Write out the material below exactly, beginning at the line that contains "Could you please locate the green grass" and ending with its last line, both ends included; write nothing else.

=== RECORDS SUPPLIED ===

▬▬▬▬▬▬▬▬▬▬

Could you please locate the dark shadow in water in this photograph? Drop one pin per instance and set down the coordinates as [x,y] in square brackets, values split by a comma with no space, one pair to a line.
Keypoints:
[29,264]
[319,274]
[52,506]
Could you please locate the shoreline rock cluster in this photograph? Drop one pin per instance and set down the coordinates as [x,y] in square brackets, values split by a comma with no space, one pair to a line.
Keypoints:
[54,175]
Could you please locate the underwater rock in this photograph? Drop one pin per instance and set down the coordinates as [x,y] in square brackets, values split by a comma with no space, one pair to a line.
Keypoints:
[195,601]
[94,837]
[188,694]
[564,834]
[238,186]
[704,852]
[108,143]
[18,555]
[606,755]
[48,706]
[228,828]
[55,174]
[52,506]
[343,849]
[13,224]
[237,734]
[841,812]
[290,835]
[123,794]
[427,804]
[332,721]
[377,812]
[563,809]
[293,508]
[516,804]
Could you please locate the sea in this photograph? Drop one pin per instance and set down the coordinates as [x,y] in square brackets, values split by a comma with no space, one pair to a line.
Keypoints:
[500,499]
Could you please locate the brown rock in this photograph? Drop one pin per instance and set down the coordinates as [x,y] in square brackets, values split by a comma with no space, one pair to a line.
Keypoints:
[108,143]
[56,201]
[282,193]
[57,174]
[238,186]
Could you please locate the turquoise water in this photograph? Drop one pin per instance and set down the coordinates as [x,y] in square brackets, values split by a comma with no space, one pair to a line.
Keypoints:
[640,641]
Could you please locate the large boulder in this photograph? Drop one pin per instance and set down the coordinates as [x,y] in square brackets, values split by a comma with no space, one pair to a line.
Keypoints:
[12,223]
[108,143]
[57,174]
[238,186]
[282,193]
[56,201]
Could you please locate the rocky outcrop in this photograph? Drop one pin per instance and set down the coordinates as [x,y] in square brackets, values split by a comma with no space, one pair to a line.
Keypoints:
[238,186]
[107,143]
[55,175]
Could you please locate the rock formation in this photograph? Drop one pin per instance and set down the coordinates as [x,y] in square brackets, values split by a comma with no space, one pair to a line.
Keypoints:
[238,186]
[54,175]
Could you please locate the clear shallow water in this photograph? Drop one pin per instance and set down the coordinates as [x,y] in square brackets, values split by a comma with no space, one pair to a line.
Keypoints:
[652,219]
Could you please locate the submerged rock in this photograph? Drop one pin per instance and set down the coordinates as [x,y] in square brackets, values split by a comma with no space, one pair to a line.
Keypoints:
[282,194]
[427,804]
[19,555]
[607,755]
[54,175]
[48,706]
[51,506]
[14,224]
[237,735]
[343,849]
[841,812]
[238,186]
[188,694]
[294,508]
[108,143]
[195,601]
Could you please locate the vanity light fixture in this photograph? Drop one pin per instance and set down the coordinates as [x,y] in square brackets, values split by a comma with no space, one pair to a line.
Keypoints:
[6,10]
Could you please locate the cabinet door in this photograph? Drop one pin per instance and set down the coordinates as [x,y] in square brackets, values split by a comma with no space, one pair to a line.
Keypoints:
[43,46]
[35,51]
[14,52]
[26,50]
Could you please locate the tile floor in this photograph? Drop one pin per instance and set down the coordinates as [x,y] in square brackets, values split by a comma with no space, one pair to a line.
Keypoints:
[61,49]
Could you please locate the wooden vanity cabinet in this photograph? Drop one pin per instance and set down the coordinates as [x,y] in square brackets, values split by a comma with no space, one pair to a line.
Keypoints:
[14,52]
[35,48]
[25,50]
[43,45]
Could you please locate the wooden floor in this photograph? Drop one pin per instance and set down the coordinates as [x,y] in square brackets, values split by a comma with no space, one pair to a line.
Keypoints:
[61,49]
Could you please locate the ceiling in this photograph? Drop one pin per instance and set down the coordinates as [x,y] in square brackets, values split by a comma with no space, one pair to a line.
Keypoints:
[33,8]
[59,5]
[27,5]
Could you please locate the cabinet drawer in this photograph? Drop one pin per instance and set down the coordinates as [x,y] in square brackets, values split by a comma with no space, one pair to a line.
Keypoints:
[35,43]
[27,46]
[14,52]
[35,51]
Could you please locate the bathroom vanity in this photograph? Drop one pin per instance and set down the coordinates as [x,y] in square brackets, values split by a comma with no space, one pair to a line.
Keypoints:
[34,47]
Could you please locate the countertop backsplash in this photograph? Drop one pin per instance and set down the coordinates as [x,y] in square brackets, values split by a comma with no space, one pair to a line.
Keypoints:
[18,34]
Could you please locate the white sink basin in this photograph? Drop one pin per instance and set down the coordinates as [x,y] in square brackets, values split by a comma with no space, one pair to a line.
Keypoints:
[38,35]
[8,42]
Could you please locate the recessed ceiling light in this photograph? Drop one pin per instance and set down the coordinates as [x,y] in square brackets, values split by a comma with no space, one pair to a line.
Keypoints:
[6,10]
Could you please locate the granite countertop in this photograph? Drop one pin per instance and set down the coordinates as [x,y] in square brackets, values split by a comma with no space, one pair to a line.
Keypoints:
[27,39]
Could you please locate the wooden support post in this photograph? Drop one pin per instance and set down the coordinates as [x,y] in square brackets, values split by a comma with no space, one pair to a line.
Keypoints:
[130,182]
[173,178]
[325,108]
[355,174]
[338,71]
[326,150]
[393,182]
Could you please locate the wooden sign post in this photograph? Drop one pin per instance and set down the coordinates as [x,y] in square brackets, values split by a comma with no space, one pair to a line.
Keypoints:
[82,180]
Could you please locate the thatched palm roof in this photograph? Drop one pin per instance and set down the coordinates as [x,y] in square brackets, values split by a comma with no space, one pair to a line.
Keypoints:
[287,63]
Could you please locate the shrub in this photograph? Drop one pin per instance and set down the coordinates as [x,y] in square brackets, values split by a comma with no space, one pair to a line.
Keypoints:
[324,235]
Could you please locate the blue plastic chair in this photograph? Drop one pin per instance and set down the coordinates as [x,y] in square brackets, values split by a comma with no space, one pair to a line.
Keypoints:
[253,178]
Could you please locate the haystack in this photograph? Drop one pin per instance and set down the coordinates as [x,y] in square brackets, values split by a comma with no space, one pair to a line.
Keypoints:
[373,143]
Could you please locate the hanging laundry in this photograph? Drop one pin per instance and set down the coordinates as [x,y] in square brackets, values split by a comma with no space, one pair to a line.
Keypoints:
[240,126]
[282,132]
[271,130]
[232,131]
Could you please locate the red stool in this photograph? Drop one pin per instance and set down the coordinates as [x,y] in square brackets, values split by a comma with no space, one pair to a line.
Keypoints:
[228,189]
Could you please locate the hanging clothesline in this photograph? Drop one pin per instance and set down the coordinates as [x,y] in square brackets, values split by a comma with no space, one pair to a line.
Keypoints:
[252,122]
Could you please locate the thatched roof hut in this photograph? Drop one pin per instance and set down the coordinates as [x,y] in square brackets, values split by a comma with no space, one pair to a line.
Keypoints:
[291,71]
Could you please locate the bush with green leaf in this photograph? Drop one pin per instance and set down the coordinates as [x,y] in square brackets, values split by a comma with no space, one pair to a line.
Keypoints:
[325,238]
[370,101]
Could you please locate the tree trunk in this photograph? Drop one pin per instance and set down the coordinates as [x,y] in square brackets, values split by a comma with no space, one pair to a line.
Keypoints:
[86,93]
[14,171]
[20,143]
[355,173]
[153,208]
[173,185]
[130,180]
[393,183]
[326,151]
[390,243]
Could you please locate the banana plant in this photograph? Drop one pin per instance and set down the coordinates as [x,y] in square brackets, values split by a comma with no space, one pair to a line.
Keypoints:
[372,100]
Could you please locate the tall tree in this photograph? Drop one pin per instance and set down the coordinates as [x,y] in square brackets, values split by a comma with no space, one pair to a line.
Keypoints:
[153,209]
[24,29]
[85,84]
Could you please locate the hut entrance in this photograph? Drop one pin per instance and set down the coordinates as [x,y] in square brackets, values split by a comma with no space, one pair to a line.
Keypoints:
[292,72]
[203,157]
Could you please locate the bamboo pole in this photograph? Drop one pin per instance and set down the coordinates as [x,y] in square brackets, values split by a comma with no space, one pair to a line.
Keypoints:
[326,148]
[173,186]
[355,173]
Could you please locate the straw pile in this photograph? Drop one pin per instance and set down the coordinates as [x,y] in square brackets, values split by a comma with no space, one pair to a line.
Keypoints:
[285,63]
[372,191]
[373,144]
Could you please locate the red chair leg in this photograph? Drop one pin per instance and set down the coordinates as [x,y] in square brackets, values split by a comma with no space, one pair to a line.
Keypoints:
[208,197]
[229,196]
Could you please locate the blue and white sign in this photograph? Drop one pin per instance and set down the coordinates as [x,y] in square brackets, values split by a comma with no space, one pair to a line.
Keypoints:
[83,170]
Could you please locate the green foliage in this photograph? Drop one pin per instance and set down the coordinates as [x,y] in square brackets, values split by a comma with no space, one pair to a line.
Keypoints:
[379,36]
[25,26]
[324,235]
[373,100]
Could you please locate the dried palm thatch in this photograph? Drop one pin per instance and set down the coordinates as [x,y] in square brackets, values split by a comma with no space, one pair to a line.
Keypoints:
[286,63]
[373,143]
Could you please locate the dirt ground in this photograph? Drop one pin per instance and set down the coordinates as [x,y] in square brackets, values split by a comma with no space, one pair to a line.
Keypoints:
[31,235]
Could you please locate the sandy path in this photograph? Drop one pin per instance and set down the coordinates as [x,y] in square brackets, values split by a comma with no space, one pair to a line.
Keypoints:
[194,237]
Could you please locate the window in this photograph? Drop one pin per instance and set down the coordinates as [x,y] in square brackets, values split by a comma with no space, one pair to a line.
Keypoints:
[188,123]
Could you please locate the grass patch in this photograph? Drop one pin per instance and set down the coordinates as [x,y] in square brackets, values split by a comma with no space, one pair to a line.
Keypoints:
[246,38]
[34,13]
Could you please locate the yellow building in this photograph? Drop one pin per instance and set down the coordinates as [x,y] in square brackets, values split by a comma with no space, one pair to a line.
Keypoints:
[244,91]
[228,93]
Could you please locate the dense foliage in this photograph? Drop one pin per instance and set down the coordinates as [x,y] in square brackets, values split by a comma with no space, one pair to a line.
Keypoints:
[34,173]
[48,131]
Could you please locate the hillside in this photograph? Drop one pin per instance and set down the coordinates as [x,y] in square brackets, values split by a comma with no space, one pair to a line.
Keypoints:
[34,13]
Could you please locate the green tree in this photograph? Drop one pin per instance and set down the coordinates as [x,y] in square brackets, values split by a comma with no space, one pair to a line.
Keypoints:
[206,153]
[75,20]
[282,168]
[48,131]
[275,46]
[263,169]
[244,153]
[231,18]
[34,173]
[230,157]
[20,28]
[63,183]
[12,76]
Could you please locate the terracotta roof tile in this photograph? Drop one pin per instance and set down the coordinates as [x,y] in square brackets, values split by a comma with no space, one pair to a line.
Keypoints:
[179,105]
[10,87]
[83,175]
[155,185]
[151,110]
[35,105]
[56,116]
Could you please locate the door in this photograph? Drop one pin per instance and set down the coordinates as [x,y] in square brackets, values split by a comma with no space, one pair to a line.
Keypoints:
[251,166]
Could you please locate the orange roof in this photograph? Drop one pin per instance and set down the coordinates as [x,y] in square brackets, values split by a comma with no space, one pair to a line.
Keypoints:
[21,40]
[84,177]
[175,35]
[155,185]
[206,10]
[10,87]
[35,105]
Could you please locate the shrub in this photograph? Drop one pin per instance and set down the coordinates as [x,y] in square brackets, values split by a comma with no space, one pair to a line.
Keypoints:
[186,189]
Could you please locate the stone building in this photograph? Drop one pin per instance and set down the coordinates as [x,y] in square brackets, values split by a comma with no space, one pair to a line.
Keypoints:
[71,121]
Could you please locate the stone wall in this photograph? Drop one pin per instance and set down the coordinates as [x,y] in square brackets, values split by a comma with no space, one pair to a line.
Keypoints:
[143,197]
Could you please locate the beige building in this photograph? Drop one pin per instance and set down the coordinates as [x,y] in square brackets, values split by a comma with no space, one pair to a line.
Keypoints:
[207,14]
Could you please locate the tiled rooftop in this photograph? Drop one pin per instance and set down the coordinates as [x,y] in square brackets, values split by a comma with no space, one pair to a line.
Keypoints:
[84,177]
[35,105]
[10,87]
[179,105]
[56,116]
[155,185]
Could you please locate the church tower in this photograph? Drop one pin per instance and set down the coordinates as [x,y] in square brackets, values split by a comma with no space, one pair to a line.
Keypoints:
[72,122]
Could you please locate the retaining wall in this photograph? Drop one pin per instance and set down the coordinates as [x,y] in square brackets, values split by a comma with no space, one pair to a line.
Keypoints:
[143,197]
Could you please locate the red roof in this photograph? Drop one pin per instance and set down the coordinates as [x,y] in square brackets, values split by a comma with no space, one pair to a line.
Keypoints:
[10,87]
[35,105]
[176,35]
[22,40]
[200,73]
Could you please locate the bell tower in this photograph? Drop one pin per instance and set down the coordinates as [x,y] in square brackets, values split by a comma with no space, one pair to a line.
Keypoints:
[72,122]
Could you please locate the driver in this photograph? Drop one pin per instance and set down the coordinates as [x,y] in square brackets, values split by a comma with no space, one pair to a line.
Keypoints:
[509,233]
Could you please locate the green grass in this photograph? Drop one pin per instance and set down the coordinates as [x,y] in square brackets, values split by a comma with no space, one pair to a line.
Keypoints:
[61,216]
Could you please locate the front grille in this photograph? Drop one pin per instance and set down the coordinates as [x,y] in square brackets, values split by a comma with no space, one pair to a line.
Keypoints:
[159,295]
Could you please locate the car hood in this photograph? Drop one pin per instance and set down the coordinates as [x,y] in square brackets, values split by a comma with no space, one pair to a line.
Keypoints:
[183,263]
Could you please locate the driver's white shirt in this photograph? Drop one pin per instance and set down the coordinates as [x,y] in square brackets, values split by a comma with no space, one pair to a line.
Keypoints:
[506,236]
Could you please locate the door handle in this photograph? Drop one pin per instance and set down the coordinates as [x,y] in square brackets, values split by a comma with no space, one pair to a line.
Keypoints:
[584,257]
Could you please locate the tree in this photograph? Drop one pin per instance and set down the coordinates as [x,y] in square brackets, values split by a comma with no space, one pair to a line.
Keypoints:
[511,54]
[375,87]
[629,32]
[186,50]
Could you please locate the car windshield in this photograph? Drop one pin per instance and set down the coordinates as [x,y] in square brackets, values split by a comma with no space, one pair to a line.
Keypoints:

▬▬▬▬▬▬▬▬▬▬

=== REPLY ===
Could you please locate the green grass in this photograph? Drop one pin per instance and set down the coordinates as [x,y] in square brackets, values split by a comma with no space, one pair to a line.
Keypoints:
[61,216]
Could you please locate the front grille in this photograph? Drop one pin per instance and set down the coordinates as [x,y] in square brackets, values split by a comma with no space, one pair to a line.
Keypoints:
[159,295]
Could you please locate the car hood in this photograph? Drop one pin per instance and set down the coordinates as [x,y] in square brackets, values split by a comma with no space, one pair to a line.
Keypoints:
[183,263]
Could you please locate the driver's white shirt in this photograph? Drop one pin per instance and set down the coordinates as [x,y] in square brackets, values split by a comma with no space, one pair to a line.
Keypoints:
[506,236]
Could you please locate the door handle in this photograph? Drop one pin per instance and set down the coordinates as [x,y] in square brackets, values split by a comma with no space, one pair to a line.
Keypoints:
[584,257]
Could you please locate the tree in this photograph? Drop one pin per instance and set down the coordinates as [x,y] in square brackets, values split by a comma with no space, one pair to a line.
Keypoints:
[511,54]
[375,87]
[629,32]
[186,50]
Could you please locate the car windshield in this photograph? Drop one pin per instance and set down the coordinates as [x,y] in square brackets, values split by a comma with no space, one pair to a line.
Keypoints:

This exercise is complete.